▶ _Exercise instructions_
(A) Condense the essay's paragraph beginning "The physicians and staff of Wilkinson Medical Clinic" into a bulleted list that keeps its main facts.
(B) Change "hard-working" to "diligent" in the essay, giving its text from "As a family" up to and including "they wouldn’t succeed.".
(C) Answer these questions using the essay.
(i) Where is the new medical center proposed to be built?
(ii) How many hospitals are there now in western Waukesha County?
(iii) According to the essay, what does competition force marketplace participants to focus on?

As a family practice physician, I see a wide range of patients from all walks of life. I am privileged to count among my patients a number of people who operate small businesses. As a group, they are talented, hard-working and committed. They have to be. Otherwise, they wouldn’t succeed.
One thing these small-business people all understand is competition. They understand that competition forces all participants in the marketplace to focus on continually improving the products and services they offer. They understand that competition is fundamental to our free-market economy.
I am a physician, not a business person, but I do appreciate the merits of competition. And I do understand that this needs to be an important part of the debate over a new medical center to serve western Waukesha County. The truth is this simple: When health care providers compete for your business, the result is better care and better service.
The physicians and staff of Wilkinson Medical Clinic and Aurora Health Care have proposed to build a beautiful new medical center on a site within Pabst Farms in the Town of Summit. The project will include a new and larger Wilkinson clinic to replace the old building in Oconomowoc, which we long ago outgrew. The clinic will be closely integrated into a state-of-the-art community hospital featuring the latest technology for diagnosis and treatment, along with a new patient-centered model of care that is unlike anything that now exists in Waukesha County.
Most important, the new medical center will provide an option for care where no option now exists. While eastern Waukesha County offers a number of choices in hospital care, there is only one hospital in the fast-growing communities of western Waukesha County. The new Aurora Medical Center will introduce competition – and that’s a good thing.

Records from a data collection
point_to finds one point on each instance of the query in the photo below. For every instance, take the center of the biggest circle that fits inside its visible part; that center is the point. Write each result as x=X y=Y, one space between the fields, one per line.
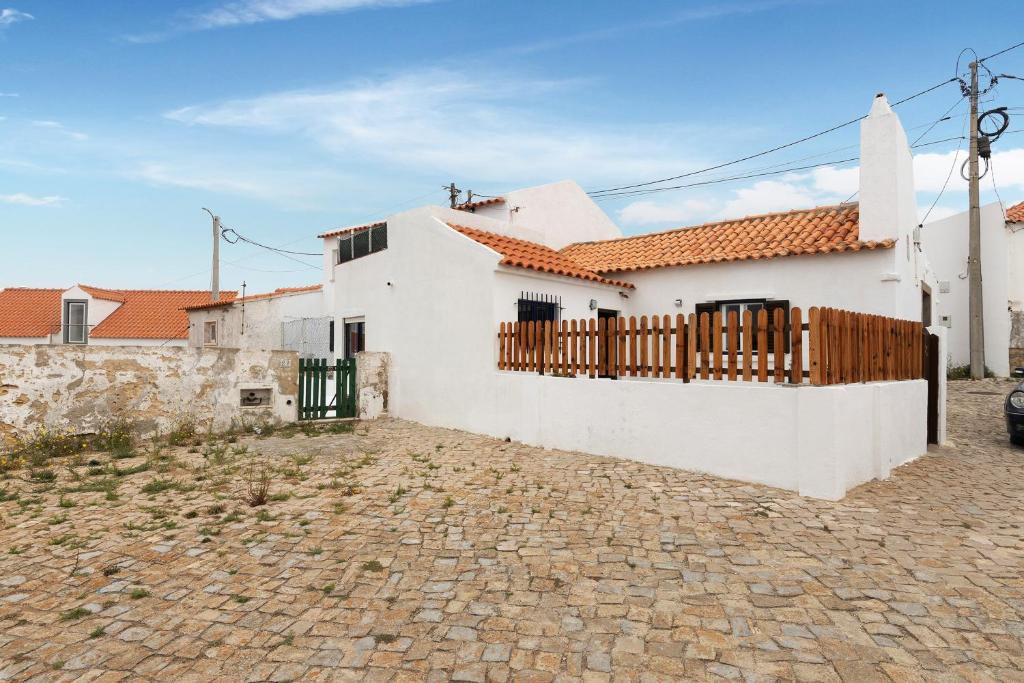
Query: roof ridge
x=713 y=223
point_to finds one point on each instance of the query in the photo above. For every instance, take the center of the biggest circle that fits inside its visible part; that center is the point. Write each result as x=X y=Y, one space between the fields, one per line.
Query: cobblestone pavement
x=406 y=553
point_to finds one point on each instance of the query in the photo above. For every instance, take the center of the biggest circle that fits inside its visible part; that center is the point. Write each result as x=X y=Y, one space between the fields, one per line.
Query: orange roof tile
x=473 y=206
x=280 y=292
x=818 y=230
x=30 y=312
x=346 y=230
x=525 y=254
x=1015 y=214
x=148 y=313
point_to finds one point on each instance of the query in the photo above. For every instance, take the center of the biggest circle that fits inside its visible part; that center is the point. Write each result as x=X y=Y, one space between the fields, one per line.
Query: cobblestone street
x=399 y=552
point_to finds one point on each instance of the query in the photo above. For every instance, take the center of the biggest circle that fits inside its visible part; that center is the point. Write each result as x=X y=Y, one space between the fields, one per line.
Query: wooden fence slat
x=691 y=346
x=666 y=346
x=621 y=353
x=501 y=347
x=779 y=334
x=655 y=346
x=796 y=346
x=592 y=347
x=814 y=344
x=633 y=346
x=680 y=346
x=705 y=325
x=762 y=345
x=748 y=345
x=730 y=342
x=643 y=345
x=716 y=348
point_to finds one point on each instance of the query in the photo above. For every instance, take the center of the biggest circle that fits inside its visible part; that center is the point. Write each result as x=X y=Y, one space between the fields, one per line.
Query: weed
x=116 y=434
x=77 y=612
x=257 y=485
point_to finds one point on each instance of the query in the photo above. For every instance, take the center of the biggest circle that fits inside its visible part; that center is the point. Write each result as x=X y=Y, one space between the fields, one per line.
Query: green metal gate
x=317 y=379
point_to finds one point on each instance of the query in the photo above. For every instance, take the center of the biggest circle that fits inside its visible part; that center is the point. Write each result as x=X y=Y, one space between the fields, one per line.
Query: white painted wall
x=260 y=326
x=441 y=336
x=945 y=242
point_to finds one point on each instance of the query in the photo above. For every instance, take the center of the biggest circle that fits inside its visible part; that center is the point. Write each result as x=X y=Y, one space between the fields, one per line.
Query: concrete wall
x=945 y=242
x=83 y=385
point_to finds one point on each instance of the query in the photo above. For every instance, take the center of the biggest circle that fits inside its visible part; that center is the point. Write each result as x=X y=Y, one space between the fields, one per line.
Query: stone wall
x=81 y=386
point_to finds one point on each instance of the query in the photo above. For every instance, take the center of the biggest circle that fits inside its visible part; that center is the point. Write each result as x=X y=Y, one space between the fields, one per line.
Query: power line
x=766 y=152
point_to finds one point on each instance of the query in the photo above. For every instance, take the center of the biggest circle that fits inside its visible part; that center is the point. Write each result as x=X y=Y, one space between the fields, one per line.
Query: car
x=1014 y=410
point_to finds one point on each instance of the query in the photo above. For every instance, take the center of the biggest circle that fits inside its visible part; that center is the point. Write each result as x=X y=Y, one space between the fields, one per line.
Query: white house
x=289 y=317
x=430 y=287
x=945 y=242
x=85 y=314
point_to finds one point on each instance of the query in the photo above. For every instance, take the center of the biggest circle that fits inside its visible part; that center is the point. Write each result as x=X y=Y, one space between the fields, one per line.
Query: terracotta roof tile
x=280 y=292
x=819 y=230
x=1015 y=214
x=473 y=206
x=346 y=230
x=525 y=254
x=30 y=312
x=150 y=313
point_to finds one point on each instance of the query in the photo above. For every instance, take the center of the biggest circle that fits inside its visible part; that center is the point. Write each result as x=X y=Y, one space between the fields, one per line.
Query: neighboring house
x=946 y=243
x=289 y=317
x=85 y=314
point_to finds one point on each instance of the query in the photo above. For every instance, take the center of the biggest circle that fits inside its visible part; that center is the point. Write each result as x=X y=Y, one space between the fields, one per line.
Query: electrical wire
x=950 y=173
x=762 y=154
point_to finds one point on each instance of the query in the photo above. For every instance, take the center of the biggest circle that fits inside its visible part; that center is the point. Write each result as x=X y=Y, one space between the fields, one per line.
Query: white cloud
x=28 y=200
x=10 y=15
x=256 y=11
x=681 y=212
x=451 y=125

▶ _Results by task_
(A)
- Wilkinson Medical Clinic and Aurora Health Care have proposed a new medical center at Pabst Farms in the Town of Summit.
- It will include a new, larger Wilkinson clinic to replace the outgrown building in Oconomowoc.
- The clinic will be closely integrated into a state-of-the-art community hospital with the latest diagnostic and treatment technology.
- The center will use a new patient-centered model of care unlike anything now in Waukesha County.

(B)
As a family practice physician, I see a wide range of patients from all walks of life. I am privileged to count among my patients a number of people who operate small businesses. As a group, they are talented, diligent and committed. They have to be. Otherwise, they wouldn’t succeed.

(C)
(i) On a site within Pabst Farms in the Town of Summit.
(ii) Only one.
(iii) Continually improving the products and services they offer.